Set task = Repeat each line word for word.

++++ Data shown

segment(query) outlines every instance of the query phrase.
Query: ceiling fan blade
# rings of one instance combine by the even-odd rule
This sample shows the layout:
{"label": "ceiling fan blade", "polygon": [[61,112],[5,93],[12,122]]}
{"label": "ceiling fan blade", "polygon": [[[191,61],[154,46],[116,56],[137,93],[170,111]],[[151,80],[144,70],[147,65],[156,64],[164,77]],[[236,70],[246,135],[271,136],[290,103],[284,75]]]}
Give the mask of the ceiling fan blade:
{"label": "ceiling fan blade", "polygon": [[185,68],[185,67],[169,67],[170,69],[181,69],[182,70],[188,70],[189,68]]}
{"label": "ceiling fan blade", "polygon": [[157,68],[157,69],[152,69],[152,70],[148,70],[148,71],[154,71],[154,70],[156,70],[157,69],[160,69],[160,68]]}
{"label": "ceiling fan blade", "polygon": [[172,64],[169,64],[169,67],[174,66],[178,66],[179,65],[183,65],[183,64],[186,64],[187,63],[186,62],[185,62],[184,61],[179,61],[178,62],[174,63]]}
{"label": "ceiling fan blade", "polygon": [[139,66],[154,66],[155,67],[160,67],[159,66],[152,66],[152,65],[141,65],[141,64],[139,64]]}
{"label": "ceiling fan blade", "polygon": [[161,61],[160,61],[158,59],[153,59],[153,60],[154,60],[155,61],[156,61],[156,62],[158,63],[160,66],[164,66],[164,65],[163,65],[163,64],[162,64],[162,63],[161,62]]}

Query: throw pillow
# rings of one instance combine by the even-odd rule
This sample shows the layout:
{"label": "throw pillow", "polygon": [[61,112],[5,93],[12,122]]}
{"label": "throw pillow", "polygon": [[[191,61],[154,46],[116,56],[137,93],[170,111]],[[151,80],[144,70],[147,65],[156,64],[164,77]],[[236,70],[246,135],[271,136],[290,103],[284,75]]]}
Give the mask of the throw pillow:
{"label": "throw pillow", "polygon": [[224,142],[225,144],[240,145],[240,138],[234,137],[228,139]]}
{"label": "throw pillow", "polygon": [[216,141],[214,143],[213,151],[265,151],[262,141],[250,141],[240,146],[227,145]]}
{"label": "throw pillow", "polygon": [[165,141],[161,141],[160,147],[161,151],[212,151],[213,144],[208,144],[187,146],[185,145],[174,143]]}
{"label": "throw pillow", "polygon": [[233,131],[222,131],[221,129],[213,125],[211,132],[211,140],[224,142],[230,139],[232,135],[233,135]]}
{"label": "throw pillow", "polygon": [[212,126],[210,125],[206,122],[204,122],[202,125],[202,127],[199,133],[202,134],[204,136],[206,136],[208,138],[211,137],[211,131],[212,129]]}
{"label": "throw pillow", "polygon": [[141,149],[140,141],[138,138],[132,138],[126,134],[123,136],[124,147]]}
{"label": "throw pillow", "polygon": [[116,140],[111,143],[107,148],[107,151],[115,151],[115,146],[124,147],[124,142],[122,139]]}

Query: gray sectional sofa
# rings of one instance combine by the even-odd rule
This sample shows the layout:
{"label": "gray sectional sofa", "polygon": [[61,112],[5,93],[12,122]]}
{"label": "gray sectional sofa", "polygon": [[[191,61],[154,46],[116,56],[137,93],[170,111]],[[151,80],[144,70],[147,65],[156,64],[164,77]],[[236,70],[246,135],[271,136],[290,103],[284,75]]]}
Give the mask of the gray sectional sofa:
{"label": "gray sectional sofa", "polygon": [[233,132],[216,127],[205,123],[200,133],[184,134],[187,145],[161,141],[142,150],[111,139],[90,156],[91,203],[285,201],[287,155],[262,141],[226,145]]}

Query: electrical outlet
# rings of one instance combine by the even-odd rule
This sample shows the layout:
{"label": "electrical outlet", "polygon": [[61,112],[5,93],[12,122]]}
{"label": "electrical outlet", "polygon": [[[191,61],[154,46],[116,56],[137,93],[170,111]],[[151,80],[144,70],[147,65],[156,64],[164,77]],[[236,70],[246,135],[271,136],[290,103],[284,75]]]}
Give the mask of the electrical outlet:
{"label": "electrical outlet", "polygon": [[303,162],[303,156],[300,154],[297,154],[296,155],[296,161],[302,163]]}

++++++++

Result of this task =
segment(query) outlines every instance of the query phrase.
Query: ceiling fan blade
# rings of one instance combine by the even-odd rule
This sample shows the layout:
{"label": "ceiling fan blade", "polygon": [[61,112],[5,93],[12,122]]}
{"label": "ceiling fan blade", "polygon": [[[191,61],[154,46],[116,56],[137,93],[170,111]],[[151,80],[144,70],[147,65],[156,64],[164,77]],[[236,70],[246,135],[271,136],[290,103],[284,75]]]}
Give the mask of the ceiling fan blade:
{"label": "ceiling fan blade", "polygon": [[185,68],[185,67],[169,67],[170,69],[181,69],[182,70],[188,70],[189,68]]}
{"label": "ceiling fan blade", "polygon": [[157,68],[157,69],[152,69],[152,70],[148,70],[148,71],[154,71],[154,70],[156,70],[157,69],[160,69],[160,68]]}
{"label": "ceiling fan blade", "polygon": [[172,64],[169,64],[169,67],[174,66],[178,66],[179,65],[183,65],[183,64],[186,64],[187,63],[186,62],[185,62],[184,61],[179,61],[178,62],[174,63]]}
{"label": "ceiling fan blade", "polygon": [[139,66],[154,66],[155,67],[160,67],[159,66],[152,66],[152,65],[141,65],[141,64],[139,64]]}
{"label": "ceiling fan blade", "polygon": [[161,61],[160,61],[158,59],[153,59],[153,60],[154,60],[155,61],[156,61],[156,62],[158,63],[160,66],[164,66],[164,65],[163,65],[163,64],[162,64],[162,63],[161,62]]}

Query: throw pillow
# rings of one instance combine by the even-odd rule
This sample shows the layout:
{"label": "throw pillow", "polygon": [[61,112],[5,93],[12,122]]}
{"label": "throw pillow", "polygon": [[[191,61],[154,46],[116,56],[137,93],[170,111]],[[151,80],[144,70],[147,65],[156,64],[164,77]],[[236,70],[246,135],[271,136],[290,103],[284,75]]]}
Give the mask of the throw pillow:
{"label": "throw pillow", "polygon": [[224,142],[225,144],[240,145],[240,138],[234,137],[228,139]]}
{"label": "throw pillow", "polygon": [[216,141],[214,143],[213,151],[265,151],[262,141],[250,141],[240,146],[227,145]]}
{"label": "throw pillow", "polygon": [[165,141],[161,141],[160,147],[161,151],[212,151],[213,144],[208,144],[187,146],[185,145],[174,143]]}
{"label": "throw pillow", "polygon": [[233,131],[222,131],[221,129],[213,125],[211,132],[211,140],[224,142],[230,139],[232,135],[233,135]]}
{"label": "throw pillow", "polygon": [[212,126],[210,125],[206,122],[204,122],[202,125],[202,127],[199,133],[202,134],[204,136],[206,136],[208,138],[211,137],[211,131],[212,129]]}
{"label": "throw pillow", "polygon": [[141,149],[140,141],[138,138],[132,138],[126,134],[123,136],[124,147]]}
{"label": "throw pillow", "polygon": [[116,140],[111,143],[107,148],[107,151],[115,151],[115,146],[124,147],[124,142],[122,139]]}

Query: gray sectional sofa
# rings of one instance combine by the even-odd rule
This sample shows the layout:
{"label": "gray sectional sofa", "polygon": [[61,112],[5,93],[12,122]]}
{"label": "gray sectional sofa", "polygon": [[[191,61],[154,46],[116,56],[137,93],[170,111]],[[151,80],[144,70],[147,65],[156,64],[164,77]],[[236,70],[246,135],[271,136],[290,103],[284,75]]]}
Give the mask of the gray sectional sofa:
{"label": "gray sectional sofa", "polygon": [[233,132],[216,127],[205,123],[200,133],[184,134],[187,145],[161,141],[142,150],[111,139],[90,156],[91,203],[285,201],[287,155],[262,141],[226,145]]}

Query: electrical outlet
# rings of one instance combine by the even-odd rule
This sample shows the layout:
{"label": "electrical outlet", "polygon": [[61,112],[5,93],[12,122]]}
{"label": "electrical outlet", "polygon": [[[191,61],[154,46],[116,56],[137,93],[170,111]],[[151,80],[144,70],[147,65],[156,64],[164,77]],[[236,70],[246,135],[271,136],[290,103],[284,75]]]}
Give the mask of the electrical outlet:
{"label": "electrical outlet", "polygon": [[303,162],[303,156],[300,154],[297,154],[296,155],[296,161],[302,163]]}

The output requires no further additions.